===== EXTRAIT DE RÉFÉRENCE

Si lui le fait, d’autres auront peut-être cette même idée et partiront sur un autre système de présentation, pour une œuvre qui ne s’appellera peut-être plus forcément un film, mais une « œuvre ». On va voir ce que ça va donner. Je ne suis pas médium, ni expert en communication des images. Mais un changement est en train de s’opérer. C’est évident.

Puisque nous évoquions une multiplication des médias et des supports, j’aimerais en profiter pour évoquer la soirée L’Étrange Musique, qui se tiendra le mardi 10 septembre, avec Larège, Ndox électrique et J.G.Thirlwell alias Fœtus ?

Il est vrai que nous avons pu revenir aussi, à l’occasion de cette 30ème édition, pour une soirée musicale. Avec une très grosse tête d’affiche pour une création mondiale originale, à savoir JG Thirlwell, plus communément connu sous le nom de Foetus, qui a travaillé sur un film important de l’artiste américain Harry Smith, connu pour ses courts métrages, son travail graphique et ses recherches sonores. Harry Smith n’aura eu le temps de ne réaliser qu’un seul long métrage intitulé Heaven & Earth Magic, sur lequel Jim a tout de suite accepté de s’atteler pour une création musicale originale.

Juste avant, il y aura la découverte d’un combo absolument épatant, franco-sénégalais : Ndox Electrique. L’un des nombreux projets de François R. Cambuzat, musicien français et guitariste incroyable, qui opère beaucoup de développements et de croisements avec des formations nord-africaines, des pays d’Afrique de l’Ouest ou d’Asie centrale. Ce sera encore une découverte car, étonnamment et malgré la qualité de leur travail, ils n’ont jamais eu l’occasion de jouer à Paris. Et ceci, bien qu’ils aient tourné un peu partout dans le monde. Ils vont donc faire une seule date à Paris, qui sera spécifiquement celle de L’Étrange Musique.

Et en ouverture, nous aurons également, comme nous le faisons à chaque fois, l’occasion de découvrir une formation française plutôt épatante. Avec le nouveau duo composé de l’artiste française, musicienne et cinéaste Régine Cirotteau,  accompagnée par Manu Siachoua (Ultra Zook, Kafka). Un mélange assez inattendu, une forme poétique et visuelle multilingue, avec beaucoup d’images et de vidéos, chantée directement en plusieurs langues : italien, allemand, français, anglais.

==========

**OBJECTIF ANNONCÉ:** Reproduisez fidèlement le passage de l'extrait sur la soirée L'Étrange Musique qui s'ouvre sur les mots contenant « Puisque nous évoquions » et se clôt sur « alias Fœtus ? ». Les lignes placées ci-dessous ne servent pas pour cet exercice.

===== DONNÉES AFFICHÉES

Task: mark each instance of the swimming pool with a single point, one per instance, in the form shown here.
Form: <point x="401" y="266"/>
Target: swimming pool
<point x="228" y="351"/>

==========

**RÉPONSE PROPOSÉE:**
Puisque nous évoquions une multiplication des médias et des supports, j’aimerais en profiter pour évoquer la soirée L’Étrange Musique, qui se tiendra le mardi 10 septembre, avec Larège, Ndox électrique et J.G.Thirlwell alias Fœtus ?